* [SUPPLIED MATERIAL]:
════════════════════
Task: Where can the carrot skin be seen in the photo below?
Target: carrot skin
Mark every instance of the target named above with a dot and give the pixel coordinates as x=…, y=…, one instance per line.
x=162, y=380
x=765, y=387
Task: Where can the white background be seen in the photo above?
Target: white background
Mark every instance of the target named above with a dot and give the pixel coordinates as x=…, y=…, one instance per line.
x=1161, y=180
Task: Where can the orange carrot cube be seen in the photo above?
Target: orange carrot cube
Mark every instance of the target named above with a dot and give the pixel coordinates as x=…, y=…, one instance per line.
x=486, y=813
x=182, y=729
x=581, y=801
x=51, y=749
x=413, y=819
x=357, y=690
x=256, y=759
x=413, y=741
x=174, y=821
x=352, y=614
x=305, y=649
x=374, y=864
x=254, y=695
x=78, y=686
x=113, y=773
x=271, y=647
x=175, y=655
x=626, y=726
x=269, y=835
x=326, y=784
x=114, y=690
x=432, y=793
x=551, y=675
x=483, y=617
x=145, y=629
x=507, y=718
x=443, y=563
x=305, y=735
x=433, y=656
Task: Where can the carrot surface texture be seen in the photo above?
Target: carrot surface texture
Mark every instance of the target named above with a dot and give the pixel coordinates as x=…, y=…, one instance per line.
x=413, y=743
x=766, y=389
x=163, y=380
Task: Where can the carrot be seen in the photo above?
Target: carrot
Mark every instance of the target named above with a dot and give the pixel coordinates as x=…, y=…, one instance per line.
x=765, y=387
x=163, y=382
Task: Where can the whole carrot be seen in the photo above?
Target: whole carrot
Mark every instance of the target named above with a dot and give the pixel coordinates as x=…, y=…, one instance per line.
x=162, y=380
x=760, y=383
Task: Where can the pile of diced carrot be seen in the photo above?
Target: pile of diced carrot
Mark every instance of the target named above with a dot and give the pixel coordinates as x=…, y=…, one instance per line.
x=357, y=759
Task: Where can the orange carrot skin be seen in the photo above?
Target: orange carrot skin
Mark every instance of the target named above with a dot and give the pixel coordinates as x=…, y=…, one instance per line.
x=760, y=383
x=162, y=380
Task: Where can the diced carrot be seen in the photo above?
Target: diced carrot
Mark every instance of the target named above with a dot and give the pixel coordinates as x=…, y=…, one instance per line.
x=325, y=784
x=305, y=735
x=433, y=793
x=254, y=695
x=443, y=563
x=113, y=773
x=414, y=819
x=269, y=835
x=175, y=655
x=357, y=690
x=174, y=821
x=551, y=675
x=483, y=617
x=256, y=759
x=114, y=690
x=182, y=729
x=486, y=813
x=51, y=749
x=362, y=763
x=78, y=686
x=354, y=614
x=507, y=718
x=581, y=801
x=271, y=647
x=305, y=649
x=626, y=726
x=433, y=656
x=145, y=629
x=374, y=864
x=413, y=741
════════════════════
* [DIRECTIVE]:
Rewrite the entries above, substituting "Label" for every "Mark" and leaving everything else unchanged.

* [TASK SOLUTION]:
Task: Where can the carrot skin be seen in the photo below?
Target: carrot skin
Label every instance of the target named above with a dot and give the pixel coordinates as x=…, y=…, one instance per line.
x=162, y=380
x=765, y=387
Task: Where can the white background be seen in the photo above?
Target: white background
Label every instance of the target named above with a dot and give the pixel coordinates as x=…, y=…, one instance per line.
x=1161, y=180
Task: Where can the orange carrot cube be seen in the photo above?
Target: orange carrot cube
Label every instance of the target named above with a dot and give the pixel coordinates as x=…, y=…, one instance per line.
x=486, y=813
x=182, y=729
x=581, y=801
x=51, y=749
x=413, y=819
x=357, y=690
x=256, y=759
x=413, y=741
x=174, y=821
x=352, y=614
x=305, y=649
x=374, y=864
x=254, y=695
x=78, y=686
x=113, y=773
x=271, y=647
x=175, y=655
x=626, y=726
x=269, y=835
x=326, y=784
x=114, y=690
x=432, y=793
x=551, y=675
x=483, y=617
x=145, y=629
x=507, y=718
x=443, y=563
x=305, y=735
x=433, y=656
Task: Where can the carrot surface texture be seen in the photo above?
Target: carrot surface texture
Label every instance of the target named above with a dot and give the pixel coordinates as x=…, y=…, one instance per line.
x=413, y=743
x=766, y=389
x=163, y=380
Task: Where can the carrot be seen in the photo above?
Target: carrot
Label every instance of the target named above with a dot and give the pixel coordinates as x=…, y=…, one instance per line.
x=765, y=387
x=163, y=382
Task: Where can the whole carrot be seen in the photo above?
Target: whole carrot
Label every instance of the target named above with a dot and give the pixel coordinates as x=…, y=…, one instance per line.
x=162, y=380
x=760, y=383
Task: Where can the pile of diced carrot be seen in the photo above?
Target: pile of diced carrot
Label every instance of the target named above with a dot and give the pixel coordinates as x=…, y=…, one instance per line.
x=357, y=759
Task: Where can the orange carrot skin be seen in the photo above?
Target: orange carrot skin
Label every instance of the target named above with a dot and give the pixel coordinates as x=…, y=…, one instance per line.
x=760, y=383
x=162, y=380
Task: Where can the diced carrot be seen in the photo above?
Target: diced carrot
Label every instance of the target named above with a dot and give the pixel coordinates as x=…, y=…, one instance per line.
x=325, y=784
x=305, y=735
x=433, y=793
x=254, y=695
x=443, y=563
x=113, y=773
x=414, y=819
x=269, y=835
x=175, y=655
x=357, y=690
x=174, y=821
x=551, y=675
x=483, y=617
x=256, y=759
x=114, y=690
x=182, y=729
x=486, y=813
x=51, y=749
x=362, y=763
x=78, y=686
x=354, y=614
x=507, y=718
x=581, y=801
x=271, y=647
x=305, y=649
x=626, y=726
x=433, y=656
x=145, y=629
x=374, y=864
x=413, y=741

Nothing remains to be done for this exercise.